### What to do
From the line that includes "Each instance of the blue" to the last line of the data, quote each line precisely; both boundary lines belong in the answer.

### Entries
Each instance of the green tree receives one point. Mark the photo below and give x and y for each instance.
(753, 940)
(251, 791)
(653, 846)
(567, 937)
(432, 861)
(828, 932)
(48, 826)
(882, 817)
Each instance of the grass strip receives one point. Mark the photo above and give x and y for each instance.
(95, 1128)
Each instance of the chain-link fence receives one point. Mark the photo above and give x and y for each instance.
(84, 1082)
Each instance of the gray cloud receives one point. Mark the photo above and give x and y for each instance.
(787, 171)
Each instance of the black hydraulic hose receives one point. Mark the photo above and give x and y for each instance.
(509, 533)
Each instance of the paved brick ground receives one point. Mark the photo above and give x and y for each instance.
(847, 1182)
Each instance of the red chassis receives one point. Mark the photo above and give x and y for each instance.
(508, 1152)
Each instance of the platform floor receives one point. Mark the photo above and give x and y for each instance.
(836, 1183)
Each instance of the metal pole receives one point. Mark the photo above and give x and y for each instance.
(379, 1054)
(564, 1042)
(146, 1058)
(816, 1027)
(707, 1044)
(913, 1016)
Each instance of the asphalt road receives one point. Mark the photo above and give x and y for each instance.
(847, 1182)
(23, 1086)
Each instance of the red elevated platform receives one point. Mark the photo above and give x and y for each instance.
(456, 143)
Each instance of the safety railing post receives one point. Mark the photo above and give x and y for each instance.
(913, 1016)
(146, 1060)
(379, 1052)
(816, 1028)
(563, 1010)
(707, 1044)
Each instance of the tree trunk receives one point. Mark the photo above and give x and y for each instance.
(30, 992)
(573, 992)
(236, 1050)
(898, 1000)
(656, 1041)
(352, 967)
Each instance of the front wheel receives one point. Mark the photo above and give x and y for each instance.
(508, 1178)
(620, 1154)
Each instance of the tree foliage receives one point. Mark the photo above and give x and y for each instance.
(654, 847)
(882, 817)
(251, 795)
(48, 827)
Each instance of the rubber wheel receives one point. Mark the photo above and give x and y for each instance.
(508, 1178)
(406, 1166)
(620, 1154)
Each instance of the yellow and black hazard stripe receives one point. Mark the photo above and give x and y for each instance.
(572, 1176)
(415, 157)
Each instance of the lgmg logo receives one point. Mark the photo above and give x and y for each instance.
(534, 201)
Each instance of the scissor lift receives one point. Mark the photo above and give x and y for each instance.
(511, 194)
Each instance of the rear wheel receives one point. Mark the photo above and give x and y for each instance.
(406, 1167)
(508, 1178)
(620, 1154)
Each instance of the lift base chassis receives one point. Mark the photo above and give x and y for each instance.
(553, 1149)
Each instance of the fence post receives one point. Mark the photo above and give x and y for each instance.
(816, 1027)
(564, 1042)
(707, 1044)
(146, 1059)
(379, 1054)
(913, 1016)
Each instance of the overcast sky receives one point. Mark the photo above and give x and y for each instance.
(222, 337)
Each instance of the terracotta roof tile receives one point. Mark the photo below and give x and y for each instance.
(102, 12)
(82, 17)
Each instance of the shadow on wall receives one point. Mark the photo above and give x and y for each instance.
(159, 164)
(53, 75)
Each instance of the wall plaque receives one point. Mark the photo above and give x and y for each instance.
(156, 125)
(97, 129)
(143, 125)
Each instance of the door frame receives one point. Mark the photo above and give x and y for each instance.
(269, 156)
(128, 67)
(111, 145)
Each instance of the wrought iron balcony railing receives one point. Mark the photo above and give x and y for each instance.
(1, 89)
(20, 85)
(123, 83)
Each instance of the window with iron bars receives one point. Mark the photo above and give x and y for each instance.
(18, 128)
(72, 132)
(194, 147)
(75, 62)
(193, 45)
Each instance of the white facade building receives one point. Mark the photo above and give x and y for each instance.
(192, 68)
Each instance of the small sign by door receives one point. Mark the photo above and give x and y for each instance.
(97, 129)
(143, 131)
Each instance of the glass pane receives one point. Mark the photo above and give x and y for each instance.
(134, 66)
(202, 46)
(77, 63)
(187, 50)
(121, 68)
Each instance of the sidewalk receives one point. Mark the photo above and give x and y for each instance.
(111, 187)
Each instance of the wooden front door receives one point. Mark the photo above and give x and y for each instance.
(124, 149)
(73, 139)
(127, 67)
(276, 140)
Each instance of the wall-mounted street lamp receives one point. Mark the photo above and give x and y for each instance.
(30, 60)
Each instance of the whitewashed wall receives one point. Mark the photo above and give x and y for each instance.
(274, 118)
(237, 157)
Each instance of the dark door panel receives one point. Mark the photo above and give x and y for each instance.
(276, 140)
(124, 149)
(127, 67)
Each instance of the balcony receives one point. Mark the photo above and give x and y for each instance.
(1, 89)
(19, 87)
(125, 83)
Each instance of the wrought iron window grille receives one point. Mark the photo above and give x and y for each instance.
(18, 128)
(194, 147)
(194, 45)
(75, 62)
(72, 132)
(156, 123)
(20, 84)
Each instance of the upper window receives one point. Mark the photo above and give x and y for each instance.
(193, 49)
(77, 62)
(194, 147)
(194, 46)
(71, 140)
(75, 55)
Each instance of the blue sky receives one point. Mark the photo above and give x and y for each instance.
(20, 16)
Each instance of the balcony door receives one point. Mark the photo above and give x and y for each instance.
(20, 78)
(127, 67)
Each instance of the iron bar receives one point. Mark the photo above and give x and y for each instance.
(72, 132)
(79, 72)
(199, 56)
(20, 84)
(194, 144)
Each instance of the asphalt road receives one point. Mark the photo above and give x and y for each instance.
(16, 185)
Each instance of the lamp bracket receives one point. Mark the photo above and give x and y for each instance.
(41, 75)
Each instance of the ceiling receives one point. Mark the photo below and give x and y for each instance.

### Solution for this task
Each instance of the blue sky receives one point. Mark the photo above and give x and y for each instance.
(20, 16)
Each instance of the balcony door receives one point. Mark the photo above and give x and y for each instance.
(20, 78)
(127, 67)
Each instance of the iron bar receives one point. Mark the photo above and give x and y for each instance.
(72, 132)
(79, 72)
(199, 56)
(20, 84)
(194, 144)
Each instance of the asphalt road receives one point. Mark the photo above and give x and y for each instance.
(16, 185)
Each instance of the lamp bracket receives one point. Mark the photo above and give x and y for each instance.
(41, 75)
Each instance of the ceiling receives one point. Mark the photo below and give x and y for each instance.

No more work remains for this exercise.